(Extracted items)
+ + + + +
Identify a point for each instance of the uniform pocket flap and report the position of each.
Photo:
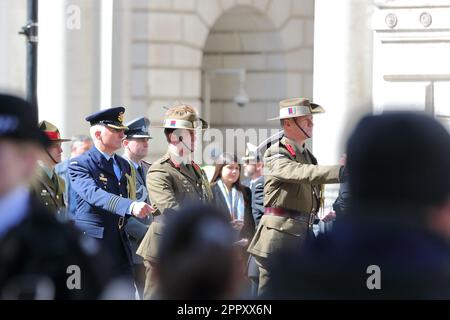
(90, 229)
(286, 225)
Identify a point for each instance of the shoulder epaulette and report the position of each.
(196, 167)
(290, 149)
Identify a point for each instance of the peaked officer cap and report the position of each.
(297, 107)
(183, 117)
(112, 117)
(138, 128)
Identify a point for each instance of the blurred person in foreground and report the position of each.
(80, 144)
(198, 258)
(39, 256)
(394, 243)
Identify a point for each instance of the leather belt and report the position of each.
(121, 222)
(297, 215)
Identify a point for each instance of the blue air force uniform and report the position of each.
(101, 187)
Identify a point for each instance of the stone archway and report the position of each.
(169, 40)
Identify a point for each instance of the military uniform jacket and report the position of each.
(102, 200)
(49, 192)
(169, 186)
(136, 228)
(292, 181)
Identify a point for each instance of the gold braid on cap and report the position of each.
(180, 110)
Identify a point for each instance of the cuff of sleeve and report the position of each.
(119, 205)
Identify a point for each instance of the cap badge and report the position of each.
(120, 117)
+ + + + +
» STATED EXERCISE
Please express every line of the items above as a JSON list of strings, one string per line, skipping blank lines. Leave the pictures out.

» EXERCISE RESULT
[
  "Identify a point for each instance of the uniform pocket flap and report the position of each.",
  "Photo:",
  "(90, 229)",
  "(286, 225)",
  "Identify a point for each instance of the shoulder epaulette and report the position of each.",
  "(196, 167)",
  "(290, 149)",
  "Identify a point for each instance of the peaked officer cap and report the position of each.",
  "(297, 107)",
  "(183, 117)",
  "(112, 117)",
  "(138, 128)",
  "Identify a point for each instance of the blurred person in foreground and report the position of each.",
  "(80, 144)",
  "(198, 258)",
  "(39, 256)",
  "(394, 243)",
  "Identify a point for each instance of the leather belt and report the position of each.",
  "(121, 222)",
  "(297, 215)",
  "Identify a point for each instance of the blue air force uniform and report the position of each.",
  "(101, 187)",
  "Identify a point for each instance of the stone archway and report the position of each.",
  "(169, 40)",
  "Identify a point for each instance of the military uniform jacket and report the position of each.",
  "(102, 200)",
  "(49, 192)",
  "(169, 186)",
  "(136, 228)",
  "(292, 181)",
  "Identify a point for each instance of the gold braid on cap and report the position of each.",
  "(180, 110)",
  "Identify a point for each instance of the cuff of sleeve and report the position of each.",
  "(119, 205)",
  "Identify a point for each instance of the cap badge and report the position of each.",
  "(120, 117)"
]